### WHAT YOU SHOULD DO
Reproduce every entry exactly as shown.

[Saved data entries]
Start of Block
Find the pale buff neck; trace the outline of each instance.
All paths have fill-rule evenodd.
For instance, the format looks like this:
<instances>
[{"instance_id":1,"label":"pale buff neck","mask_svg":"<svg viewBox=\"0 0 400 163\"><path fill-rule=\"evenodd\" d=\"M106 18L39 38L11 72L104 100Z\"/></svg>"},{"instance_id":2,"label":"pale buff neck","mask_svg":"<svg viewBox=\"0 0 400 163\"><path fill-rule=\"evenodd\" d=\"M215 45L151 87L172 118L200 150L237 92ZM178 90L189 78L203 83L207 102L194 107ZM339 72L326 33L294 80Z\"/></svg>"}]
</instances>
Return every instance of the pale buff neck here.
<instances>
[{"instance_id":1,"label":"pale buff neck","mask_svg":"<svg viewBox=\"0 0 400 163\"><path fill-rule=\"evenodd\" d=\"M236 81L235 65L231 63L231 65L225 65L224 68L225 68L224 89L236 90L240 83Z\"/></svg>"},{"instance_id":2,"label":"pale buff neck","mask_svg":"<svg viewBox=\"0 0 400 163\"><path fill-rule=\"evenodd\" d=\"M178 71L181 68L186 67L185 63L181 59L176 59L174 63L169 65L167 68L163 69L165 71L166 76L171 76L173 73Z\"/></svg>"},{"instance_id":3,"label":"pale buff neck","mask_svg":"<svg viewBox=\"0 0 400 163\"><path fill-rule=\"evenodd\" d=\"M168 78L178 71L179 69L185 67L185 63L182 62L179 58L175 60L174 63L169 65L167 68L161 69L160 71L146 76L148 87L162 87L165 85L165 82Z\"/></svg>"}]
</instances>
End of Block
### TASK ANSWER
Find the pale buff neck; trace the outline of each instance.
All paths have fill-rule evenodd.
For instance, the format looks like this:
<instances>
[{"instance_id":1,"label":"pale buff neck","mask_svg":"<svg viewBox=\"0 0 400 163\"><path fill-rule=\"evenodd\" d=\"M106 18L39 38L11 72L104 100Z\"/></svg>"},{"instance_id":2,"label":"pale buff neck","mask_svg":"<svg viewBox=\"0 0 400 163\"><path fill-rule=\"evenodd\" d=\"M215 45L151 87L172 118L200 150L237 92ZM178 90L189 78L203 83L207 102L194 107ZM339 72L326 33L294 80Z\"/></svg>"}]
</instances>
Return every instance of the pale buff neck here.
<instances>
[{"instance_id":1,"label":"pale buff neck","mask_svg":"<svg viewBox=\"0 0 400 163\"><path fill-rule=\"evenodd\" d=\"M236 81L235 65L231 63L231 65L225 65L224 68L225 68L224 89L236 90L240 83Z\"/></svg>"},{"instance_id":2,"label":"pale buff neck","mask_svg":"<svg viewBox=\"0 0 400 163\"><path fill-rule=\"evenodd\" d=\"M178 71L181 68L186 67L185 63L181 59L176 59L174 63L169 65L167 68L163 69L165 71L166 76L171 76L173 73Z\"/></svg>"},{"instance_id":3,"label":"pale buff neck","mask_svg":"<svg viewBox=\"0 0 400 163\"><path fill-rule=\"evenodd\" d=\"M168 78L178 71L179 69L185 67L185 63L182 62L179 58L175 60L174 63L169 65L167 68L161 69L160 71L146 76L148 87L162 87L165 85L165 82Z\"/></svg>"}]
</instances>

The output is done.